Work to complete:
Starting at the line that contains "# point: station" and ending with the last line below, rewrite every line, including those beginning with "# point:". Multiply each coordinate inside the parentheses by 1.5 and round to whole numbers, with halves going up.

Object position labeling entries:

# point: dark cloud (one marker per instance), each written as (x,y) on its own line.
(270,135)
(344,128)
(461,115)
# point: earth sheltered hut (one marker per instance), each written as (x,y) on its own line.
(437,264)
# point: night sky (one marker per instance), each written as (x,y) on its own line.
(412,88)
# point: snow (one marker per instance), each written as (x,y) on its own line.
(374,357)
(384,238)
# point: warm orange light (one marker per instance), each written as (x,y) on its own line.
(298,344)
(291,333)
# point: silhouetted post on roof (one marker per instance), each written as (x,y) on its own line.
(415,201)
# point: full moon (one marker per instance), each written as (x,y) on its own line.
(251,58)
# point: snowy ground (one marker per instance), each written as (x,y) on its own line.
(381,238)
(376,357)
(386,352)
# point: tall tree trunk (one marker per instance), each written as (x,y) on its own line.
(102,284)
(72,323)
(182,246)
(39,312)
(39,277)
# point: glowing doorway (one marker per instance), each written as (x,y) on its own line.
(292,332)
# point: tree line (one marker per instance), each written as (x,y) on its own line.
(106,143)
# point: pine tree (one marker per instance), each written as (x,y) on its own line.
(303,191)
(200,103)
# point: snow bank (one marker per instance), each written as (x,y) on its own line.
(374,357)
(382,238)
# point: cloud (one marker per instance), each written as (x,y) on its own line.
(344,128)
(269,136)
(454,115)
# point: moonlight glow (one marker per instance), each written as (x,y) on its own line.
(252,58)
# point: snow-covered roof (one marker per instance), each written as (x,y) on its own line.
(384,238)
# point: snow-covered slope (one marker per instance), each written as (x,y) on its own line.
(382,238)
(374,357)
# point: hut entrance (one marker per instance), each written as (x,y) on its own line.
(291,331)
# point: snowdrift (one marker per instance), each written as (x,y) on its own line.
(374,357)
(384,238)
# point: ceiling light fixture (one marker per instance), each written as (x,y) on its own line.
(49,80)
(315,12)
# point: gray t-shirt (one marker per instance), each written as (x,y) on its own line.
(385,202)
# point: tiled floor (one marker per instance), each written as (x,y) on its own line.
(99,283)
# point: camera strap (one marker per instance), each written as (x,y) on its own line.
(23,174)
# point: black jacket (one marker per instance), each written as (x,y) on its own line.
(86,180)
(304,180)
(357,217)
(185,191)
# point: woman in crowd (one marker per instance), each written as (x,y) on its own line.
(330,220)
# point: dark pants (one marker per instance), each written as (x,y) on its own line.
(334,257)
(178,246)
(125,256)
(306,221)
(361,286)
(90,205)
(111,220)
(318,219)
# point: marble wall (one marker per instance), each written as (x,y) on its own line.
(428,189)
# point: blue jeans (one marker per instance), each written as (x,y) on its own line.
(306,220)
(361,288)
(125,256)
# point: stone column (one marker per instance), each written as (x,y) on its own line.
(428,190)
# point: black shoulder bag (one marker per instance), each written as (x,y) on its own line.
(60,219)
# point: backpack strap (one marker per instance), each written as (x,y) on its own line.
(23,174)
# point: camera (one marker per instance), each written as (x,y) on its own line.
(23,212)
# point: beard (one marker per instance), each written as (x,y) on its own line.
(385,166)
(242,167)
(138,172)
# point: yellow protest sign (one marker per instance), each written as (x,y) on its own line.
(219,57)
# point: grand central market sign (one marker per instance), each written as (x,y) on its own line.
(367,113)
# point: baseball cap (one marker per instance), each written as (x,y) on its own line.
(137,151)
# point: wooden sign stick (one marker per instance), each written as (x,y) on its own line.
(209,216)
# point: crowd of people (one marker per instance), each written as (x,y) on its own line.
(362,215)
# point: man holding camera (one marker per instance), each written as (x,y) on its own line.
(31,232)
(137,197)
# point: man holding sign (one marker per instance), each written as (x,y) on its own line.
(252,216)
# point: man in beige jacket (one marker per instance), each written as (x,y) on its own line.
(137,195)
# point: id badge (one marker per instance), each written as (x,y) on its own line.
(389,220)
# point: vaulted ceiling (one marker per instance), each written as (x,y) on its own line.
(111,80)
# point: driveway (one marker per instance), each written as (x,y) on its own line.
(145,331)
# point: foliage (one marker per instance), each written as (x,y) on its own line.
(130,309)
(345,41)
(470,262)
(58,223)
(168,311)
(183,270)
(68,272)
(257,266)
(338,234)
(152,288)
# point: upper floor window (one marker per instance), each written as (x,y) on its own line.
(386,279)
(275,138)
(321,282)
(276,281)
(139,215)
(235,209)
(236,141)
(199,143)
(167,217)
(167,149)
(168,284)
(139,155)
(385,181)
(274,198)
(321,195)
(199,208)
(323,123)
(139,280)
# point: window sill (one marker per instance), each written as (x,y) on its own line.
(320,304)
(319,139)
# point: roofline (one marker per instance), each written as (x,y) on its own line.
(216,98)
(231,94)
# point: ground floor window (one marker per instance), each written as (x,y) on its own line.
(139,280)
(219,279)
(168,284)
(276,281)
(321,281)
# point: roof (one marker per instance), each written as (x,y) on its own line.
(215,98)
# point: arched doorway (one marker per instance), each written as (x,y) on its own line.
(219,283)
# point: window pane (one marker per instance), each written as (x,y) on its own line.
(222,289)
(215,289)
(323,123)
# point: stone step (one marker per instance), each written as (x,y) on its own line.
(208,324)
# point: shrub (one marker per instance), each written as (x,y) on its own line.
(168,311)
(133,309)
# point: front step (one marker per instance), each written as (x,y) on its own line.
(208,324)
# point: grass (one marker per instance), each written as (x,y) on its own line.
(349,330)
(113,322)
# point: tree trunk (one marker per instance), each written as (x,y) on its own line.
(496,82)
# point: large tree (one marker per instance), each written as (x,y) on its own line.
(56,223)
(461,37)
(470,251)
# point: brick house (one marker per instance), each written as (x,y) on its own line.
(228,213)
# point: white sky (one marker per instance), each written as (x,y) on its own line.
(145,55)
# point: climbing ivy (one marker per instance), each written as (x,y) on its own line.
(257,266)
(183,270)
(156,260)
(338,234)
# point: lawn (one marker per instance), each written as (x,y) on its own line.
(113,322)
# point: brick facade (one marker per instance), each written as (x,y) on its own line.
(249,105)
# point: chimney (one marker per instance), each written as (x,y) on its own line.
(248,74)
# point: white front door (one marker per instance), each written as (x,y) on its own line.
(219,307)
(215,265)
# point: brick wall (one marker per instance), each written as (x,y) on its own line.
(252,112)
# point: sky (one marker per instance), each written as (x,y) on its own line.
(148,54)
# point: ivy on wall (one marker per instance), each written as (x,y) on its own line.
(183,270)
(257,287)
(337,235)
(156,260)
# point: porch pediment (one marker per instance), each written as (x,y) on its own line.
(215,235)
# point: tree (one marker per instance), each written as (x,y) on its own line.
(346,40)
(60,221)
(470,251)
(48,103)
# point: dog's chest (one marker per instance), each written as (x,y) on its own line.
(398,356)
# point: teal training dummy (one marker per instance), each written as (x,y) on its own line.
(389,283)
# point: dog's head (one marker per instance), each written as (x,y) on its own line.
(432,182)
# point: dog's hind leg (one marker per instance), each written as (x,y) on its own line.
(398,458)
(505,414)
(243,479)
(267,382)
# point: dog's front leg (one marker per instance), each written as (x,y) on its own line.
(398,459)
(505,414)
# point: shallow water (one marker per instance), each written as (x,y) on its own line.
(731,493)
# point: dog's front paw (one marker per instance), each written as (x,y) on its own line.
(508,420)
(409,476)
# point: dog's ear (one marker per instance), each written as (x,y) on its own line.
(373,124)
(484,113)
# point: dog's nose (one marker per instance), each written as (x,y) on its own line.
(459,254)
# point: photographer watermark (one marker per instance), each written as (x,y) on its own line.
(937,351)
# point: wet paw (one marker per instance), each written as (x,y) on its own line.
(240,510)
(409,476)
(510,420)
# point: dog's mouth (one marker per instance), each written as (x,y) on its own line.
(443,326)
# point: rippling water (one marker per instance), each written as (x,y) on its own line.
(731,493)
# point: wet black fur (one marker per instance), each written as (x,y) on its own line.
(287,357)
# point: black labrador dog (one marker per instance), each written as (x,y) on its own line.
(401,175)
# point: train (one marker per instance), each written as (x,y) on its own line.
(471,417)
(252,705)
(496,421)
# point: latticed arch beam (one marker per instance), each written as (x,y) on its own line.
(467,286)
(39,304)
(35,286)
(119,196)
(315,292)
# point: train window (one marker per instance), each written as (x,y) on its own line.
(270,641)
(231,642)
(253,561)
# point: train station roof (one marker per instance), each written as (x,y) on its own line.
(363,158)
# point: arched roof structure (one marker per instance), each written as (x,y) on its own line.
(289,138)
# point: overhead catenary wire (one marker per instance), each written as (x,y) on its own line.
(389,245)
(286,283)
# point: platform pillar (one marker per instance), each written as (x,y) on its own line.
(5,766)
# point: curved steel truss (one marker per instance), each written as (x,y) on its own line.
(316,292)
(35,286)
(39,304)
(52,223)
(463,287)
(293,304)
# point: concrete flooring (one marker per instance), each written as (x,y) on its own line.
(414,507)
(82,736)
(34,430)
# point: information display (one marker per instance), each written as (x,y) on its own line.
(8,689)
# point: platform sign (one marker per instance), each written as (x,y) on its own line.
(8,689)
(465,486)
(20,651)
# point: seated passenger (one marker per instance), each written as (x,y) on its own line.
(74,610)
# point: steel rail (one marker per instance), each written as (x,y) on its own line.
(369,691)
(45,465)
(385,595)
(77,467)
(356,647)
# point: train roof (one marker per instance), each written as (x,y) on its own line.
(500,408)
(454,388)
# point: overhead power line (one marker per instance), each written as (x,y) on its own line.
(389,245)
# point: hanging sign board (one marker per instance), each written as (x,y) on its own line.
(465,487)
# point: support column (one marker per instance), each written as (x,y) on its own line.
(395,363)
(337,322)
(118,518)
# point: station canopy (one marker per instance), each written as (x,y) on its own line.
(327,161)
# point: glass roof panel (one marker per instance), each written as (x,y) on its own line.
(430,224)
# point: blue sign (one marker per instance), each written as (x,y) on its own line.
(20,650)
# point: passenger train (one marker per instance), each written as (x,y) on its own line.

Full output:
# point: station canopy (one marker per instance), each written as (x,y) on its own line.
(491,242)
# point: glass roof panel (one marker per instance), each written as (x,y) on its own line.
(645,336)
# point: blue sign (one marker per instance), each written as (x,y) on its own line.
(30,975)
# point: passenger train (one marker per instance), each written as (x,y) on its own line.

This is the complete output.